At this point, Villarin said in a statement, “the legal and proper process is impeachment and not quo warranto.”

“We thus categorically call on the Supreme Court to dismiss the quo warranto petition filed against the Chief Justice,” the Ateneo president added.

The high court heard oral arguments last week in Baguio City on a petition filed by Calida to invalidate Sereno’s appointment by then-President Benigno Aquino III, citing her alleged failure to fully disclose her wealth.

But Sereno had already retrieved most of her missing SALN even before the Solicitor General’s submission of the top magistrate’s financial statements to the Supreme Court last March 27.

Deinla said at least 11 of the missing SALNs have been found by the Chief Justice prior to Calida’s retrieval of the SALNs.

Villarin called on the other SC magistrates, including those opposing Sereno, to discern the “damage their actions have inflicted on themselves and on the whole of our democratic society.”

“The University expresses its dismay and disappointment at how vicious and malicious the search for accountability has become,” he said.

“It should alarm us when several justices who will decide on whether the Chief Justice has sufficiently complied with the requirement are among those who have accused her of wrongdoing in that regard, during hearings conducted by Congress, thus effectively prejudging the matter,” he added.

Associate Justices Teresita De Castro, Diosdado Peralta, Lucas Bersamin, Francis Jardeleza and Noel Tijam had testified against Sereno during the impeachment hearings at the House of Representatives.

• _EXERCISES_:
[a] Repeat everything in the Sereno news excerpt from "But Sereno had" down to "last March 27.".
[b] According to the Sereno news excerpt, where did the high court hear oral arguments last week?
[c] Go on with the news excerpt about Chief Justice Sereno from where it stops.
The records are separate from the Sereno news excerpt.

• _DATA RECORDS_:
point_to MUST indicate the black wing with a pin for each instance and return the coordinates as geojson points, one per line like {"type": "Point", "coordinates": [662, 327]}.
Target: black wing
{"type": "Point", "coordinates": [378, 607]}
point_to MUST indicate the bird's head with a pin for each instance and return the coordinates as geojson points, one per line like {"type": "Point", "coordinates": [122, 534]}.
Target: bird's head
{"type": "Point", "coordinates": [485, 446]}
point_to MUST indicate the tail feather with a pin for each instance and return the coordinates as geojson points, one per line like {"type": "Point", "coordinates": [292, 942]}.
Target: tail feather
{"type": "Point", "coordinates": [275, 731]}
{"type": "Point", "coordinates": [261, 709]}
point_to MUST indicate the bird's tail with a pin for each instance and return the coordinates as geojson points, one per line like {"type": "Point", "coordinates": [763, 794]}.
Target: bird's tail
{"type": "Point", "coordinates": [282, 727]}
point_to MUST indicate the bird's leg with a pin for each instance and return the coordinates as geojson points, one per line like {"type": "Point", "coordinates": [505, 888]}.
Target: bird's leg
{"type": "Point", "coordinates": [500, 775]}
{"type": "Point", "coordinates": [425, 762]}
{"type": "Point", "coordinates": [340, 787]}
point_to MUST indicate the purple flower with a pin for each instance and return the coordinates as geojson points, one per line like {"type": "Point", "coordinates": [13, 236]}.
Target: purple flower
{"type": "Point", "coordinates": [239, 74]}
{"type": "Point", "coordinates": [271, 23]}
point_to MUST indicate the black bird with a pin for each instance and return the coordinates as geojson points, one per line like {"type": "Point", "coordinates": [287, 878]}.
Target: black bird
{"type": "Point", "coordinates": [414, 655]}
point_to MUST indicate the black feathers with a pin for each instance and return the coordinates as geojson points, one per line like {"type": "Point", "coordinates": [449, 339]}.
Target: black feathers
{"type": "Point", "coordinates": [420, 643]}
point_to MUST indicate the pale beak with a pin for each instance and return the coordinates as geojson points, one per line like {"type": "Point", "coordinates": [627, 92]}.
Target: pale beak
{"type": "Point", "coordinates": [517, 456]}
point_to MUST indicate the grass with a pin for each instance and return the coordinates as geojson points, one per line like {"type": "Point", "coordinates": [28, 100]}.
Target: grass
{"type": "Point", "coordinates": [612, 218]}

• _OUTPUTS FOR THE TASKS_:
[a]
But Sereno had already retrieved most of her missing SALN even before the Solicitor General’s submission of the top magistrate’s financial statements to the Supreme Court last March 27.

[b] In Baguio City.

[c]
“Let us allow the impeachment to unfold, to guarantee the impeachable officer due process of fundamental law,” Villarin said.

“As the nation’s highest court, the Supreme Court’s focus should always be to keep the freedoms of each person inviolable and sacred,” he added.

In any event, Deinla said, the fact that Calida confirmed that he had obtained the SALNs himself proved that the Chief Justice had indeed filed her UP SALNs contrary to solicitor general’s claim in his petition.

Deinla cited Paragraph 23 of the petition where Calida “categorically and without qualification” stated that the Chief Justice “only filed SALNs for the years 1998, 2002 and 2006 during her tenure as law professor at the UP College of Law from 1986 up to 2006.”

Calida, however, submitted in his reply to the SC on March 27, 2018 Sereno’s eight SALNs for the years 1985, 1990, 1991, 1993, 1994, 1995, 1996 and 1997, she said.

Deinla also said Calida could not claim that he was the one who retrieved the SALNs since even before the SolGen submitted it to the SC, the Chief Justice had already informed the high tribunal in her Comment filed on March 19, 2018 that she had already recovered most of the missing SALNs.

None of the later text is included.